(Stored data entries)
○ ○ ○ ○ ○
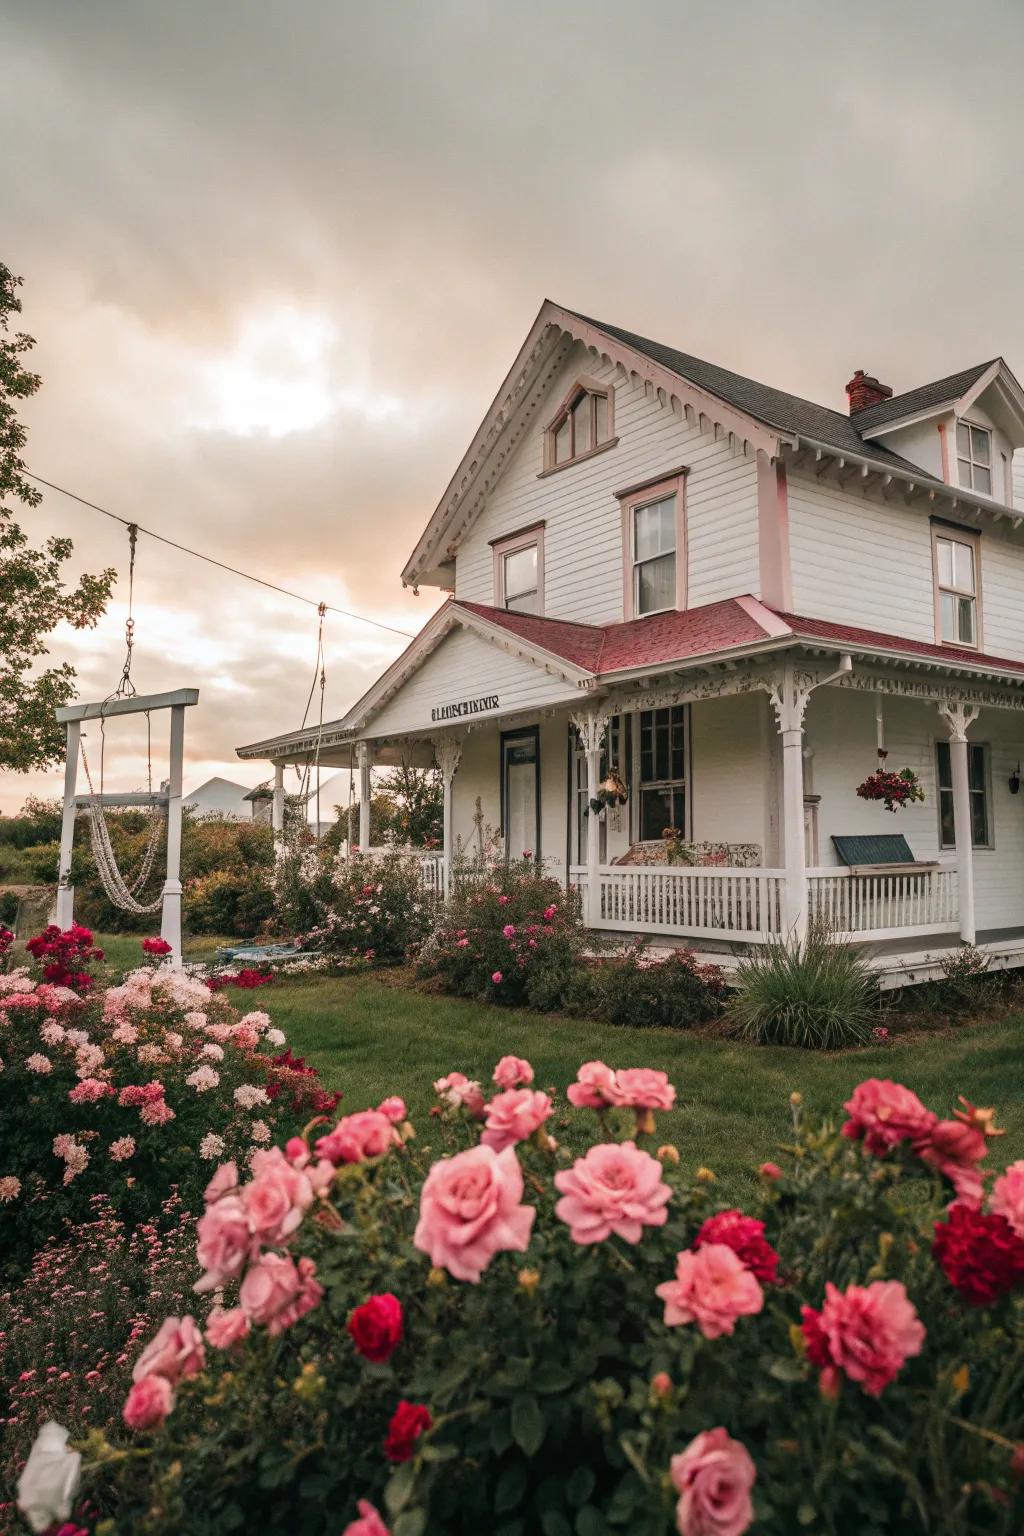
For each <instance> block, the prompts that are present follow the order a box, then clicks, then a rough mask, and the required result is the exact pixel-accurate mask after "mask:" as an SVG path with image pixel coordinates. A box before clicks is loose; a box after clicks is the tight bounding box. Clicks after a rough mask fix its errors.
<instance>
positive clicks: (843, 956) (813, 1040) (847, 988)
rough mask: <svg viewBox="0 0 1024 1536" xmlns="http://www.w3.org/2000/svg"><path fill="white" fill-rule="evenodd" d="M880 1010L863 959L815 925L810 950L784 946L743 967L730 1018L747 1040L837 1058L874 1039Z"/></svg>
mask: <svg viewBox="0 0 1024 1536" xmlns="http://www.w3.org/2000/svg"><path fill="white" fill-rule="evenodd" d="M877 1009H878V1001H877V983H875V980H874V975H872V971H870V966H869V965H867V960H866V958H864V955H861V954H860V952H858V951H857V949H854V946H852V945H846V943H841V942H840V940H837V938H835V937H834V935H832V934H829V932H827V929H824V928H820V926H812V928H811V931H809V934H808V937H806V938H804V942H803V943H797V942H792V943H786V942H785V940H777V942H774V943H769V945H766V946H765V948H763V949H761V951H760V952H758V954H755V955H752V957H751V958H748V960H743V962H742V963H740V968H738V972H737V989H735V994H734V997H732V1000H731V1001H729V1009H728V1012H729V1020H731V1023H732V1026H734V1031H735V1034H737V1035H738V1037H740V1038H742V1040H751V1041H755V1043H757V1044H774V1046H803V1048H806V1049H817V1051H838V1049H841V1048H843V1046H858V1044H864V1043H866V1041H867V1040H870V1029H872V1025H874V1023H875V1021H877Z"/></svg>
○ ○ ○ ○ ○
▸ Task prompt
Copy nothing past the line containing "positive clicks: (843, 956)": reproduce every line from the start of the records up to it, skipping pictures.

▸ Solution below
For each <instance> block, the prompts that are present follow the order a box, then clicks, then a rough mask, and the required result is the exact pixel-accurate mask after "mask:" as an SVG path with image pixel coordinates. A box before clicks is loose; a box after clicks is the tight bounding box. Clicks after a rough mask fix its errors.
<instance>
positive clicks: (843, 956) (813, 1040) (847, 988)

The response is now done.